■ **To-do list**:
A. Answer these questions about the commentary on BeHar:
(i) How often is the land granted a year of rest?
(ii) How often is the jubilee to be held?
(iii) What does a person become by trying to possess others and/or the land?
B. Reproduce everything in the commentary on BeHar from "First, in BeHar, God" down to "is the future.", swapping "portions" for "readings".
C. Carry on the commentary on BeHar past its last sentence.

::: Quoted text

First, in BeHar, God tells us how (in the future) we will manage the land we are being given. But wait, the previous portions are in the present and the past. To review, they show an evolution towards consciousness that is non linear in terms of time. BeHar certainly blends in with these portions, further emphasizing that the past is the present is the future.

To continue, in BeHar, God grants our land a year of rest every seven years; a Sabbath of Sabbaths. The land is personified. We are the land. The land is us. The jubilee, a time of release, is to be every 49 years; 7 times 7. During the jubilee, each man returns to his hereditary property and to his family, to the hearth. Therefore, land can not be sold permanently, only with an appropriated value until the next jubilee. There is more. You should help a brother if he becomes impoverished, never take interest from him and keep him as a slave only until the jubilee year. His spirit shall not be broken.

The message is clear. Nothing can be owned. Not the land, our money or other people. We can’t even own ourselves. Everything bought is temporary and must be treated as such. The end of that temporary state (after 49 years) is not loss or death, simply one more step in a continual release to God. Unfortunately, if you own, you can be owned in turn. In trying to posess others and/or the land, you only become a slave and dispossess yourself. You are owned like hereditary property.

::::::
::: Extracted records

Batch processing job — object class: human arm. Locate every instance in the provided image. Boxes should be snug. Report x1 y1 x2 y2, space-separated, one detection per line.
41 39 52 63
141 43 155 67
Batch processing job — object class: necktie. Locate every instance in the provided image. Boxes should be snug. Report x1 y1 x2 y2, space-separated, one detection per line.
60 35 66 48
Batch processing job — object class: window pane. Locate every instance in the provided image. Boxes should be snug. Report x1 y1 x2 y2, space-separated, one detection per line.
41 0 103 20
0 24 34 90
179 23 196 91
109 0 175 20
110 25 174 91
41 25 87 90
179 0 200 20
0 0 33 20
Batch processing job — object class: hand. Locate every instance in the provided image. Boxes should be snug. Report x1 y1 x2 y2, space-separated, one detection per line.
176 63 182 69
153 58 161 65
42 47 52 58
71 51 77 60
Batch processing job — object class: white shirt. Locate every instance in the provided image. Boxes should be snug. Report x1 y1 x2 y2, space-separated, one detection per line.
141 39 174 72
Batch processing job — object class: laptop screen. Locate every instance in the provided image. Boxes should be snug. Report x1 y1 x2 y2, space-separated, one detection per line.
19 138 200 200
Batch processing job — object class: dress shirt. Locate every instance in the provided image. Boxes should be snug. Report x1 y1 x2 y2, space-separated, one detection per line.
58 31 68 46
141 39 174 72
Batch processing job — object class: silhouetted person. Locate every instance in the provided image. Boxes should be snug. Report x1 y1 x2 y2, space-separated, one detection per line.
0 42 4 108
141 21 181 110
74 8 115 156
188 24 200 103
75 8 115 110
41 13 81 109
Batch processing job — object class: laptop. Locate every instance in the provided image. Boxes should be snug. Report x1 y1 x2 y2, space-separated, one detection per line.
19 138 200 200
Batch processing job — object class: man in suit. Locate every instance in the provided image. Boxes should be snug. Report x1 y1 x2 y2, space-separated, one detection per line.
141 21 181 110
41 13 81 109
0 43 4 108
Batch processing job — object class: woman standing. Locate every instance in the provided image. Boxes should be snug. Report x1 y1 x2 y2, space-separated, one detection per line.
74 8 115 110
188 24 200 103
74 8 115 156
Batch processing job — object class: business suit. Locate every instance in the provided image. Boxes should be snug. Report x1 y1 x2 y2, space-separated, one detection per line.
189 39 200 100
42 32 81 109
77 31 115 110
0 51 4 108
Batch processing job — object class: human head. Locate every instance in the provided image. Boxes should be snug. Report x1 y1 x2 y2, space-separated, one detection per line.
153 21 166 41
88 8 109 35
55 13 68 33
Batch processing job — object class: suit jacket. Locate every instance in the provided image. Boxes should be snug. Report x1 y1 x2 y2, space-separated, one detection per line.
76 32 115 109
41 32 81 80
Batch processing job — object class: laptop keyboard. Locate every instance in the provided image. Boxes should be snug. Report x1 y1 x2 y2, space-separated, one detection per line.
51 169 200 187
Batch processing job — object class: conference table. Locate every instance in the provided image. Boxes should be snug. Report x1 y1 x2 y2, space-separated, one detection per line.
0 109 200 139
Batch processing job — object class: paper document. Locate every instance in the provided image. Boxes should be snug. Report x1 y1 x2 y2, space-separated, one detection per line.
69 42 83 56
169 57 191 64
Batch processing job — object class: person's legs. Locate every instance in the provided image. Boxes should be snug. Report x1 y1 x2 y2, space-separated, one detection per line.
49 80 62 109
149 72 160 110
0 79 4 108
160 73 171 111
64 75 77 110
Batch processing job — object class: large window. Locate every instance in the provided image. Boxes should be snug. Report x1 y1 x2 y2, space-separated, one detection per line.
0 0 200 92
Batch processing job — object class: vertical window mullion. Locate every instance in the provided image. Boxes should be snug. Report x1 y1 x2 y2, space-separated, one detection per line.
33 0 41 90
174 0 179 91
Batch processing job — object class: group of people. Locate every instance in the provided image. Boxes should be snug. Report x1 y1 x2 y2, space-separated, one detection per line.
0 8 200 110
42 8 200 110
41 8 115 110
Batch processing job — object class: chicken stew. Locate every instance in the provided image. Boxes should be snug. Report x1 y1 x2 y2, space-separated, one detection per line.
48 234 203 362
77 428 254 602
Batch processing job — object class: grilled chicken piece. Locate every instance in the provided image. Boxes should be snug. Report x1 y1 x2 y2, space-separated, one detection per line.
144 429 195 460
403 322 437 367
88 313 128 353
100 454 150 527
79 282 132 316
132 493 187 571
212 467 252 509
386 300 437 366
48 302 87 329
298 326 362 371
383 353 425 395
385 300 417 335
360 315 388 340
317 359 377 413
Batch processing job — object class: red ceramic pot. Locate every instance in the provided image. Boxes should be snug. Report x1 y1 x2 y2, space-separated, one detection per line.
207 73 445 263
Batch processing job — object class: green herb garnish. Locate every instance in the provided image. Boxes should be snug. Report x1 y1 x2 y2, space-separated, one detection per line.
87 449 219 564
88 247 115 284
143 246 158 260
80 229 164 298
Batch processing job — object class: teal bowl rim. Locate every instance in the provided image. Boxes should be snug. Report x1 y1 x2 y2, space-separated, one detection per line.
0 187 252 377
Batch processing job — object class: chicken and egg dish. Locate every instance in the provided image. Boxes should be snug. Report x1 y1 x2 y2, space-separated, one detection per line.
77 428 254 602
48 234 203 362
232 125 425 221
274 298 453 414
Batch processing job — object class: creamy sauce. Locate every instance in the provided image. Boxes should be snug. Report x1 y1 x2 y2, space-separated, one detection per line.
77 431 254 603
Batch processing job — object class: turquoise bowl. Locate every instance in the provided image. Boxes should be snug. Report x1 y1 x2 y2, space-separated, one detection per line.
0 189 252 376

::::::

■ **Results for each task**:
A.
(i) Every seven years.
(ii) Every 49 years.
(iii) A slave.

B.
First, in BeHar, God tells us how (in the future) we will manage the land we are being given. But wait, the previous readings are in the present and the past. To review, they show an evolution towards consciousness that is non linear in terms of time. BeHar certainly blends in with these readings, further emphasizing that the past is the present is the future.

C.
But what is hereditary property? In BeHar, it is that which is never released, the land to which slaves can return, that primal place, constant, solid, impermeable, the divine that we can know on this earth. There, after 49 years of cleansing we can check in, regroup, re-establish a status quo that recognizes the natural connection of man with God, rather than man without. First though there must be release, of our land, our scars, our joys, our thoughts, our fears, our failures, our masks, our pretenses, our egos, our judgments, our memories, good and bad. Then, cleansed, we can drink in the iron and moisture of nature, honor it, let it be. The purest spark is here for us, that understanding of who we really are, that yearning to join with a finer light. We just have to do the work.

My question is, why do we have to wait 49 years? It doesn’t seem fair. It does makes sense. If the goal of Torah is divine consciousness (and it is) we need to focus on the sefirot, on a cleansing and this takes time. But time? What is time? Don’t the portions show that the past is the present is the future?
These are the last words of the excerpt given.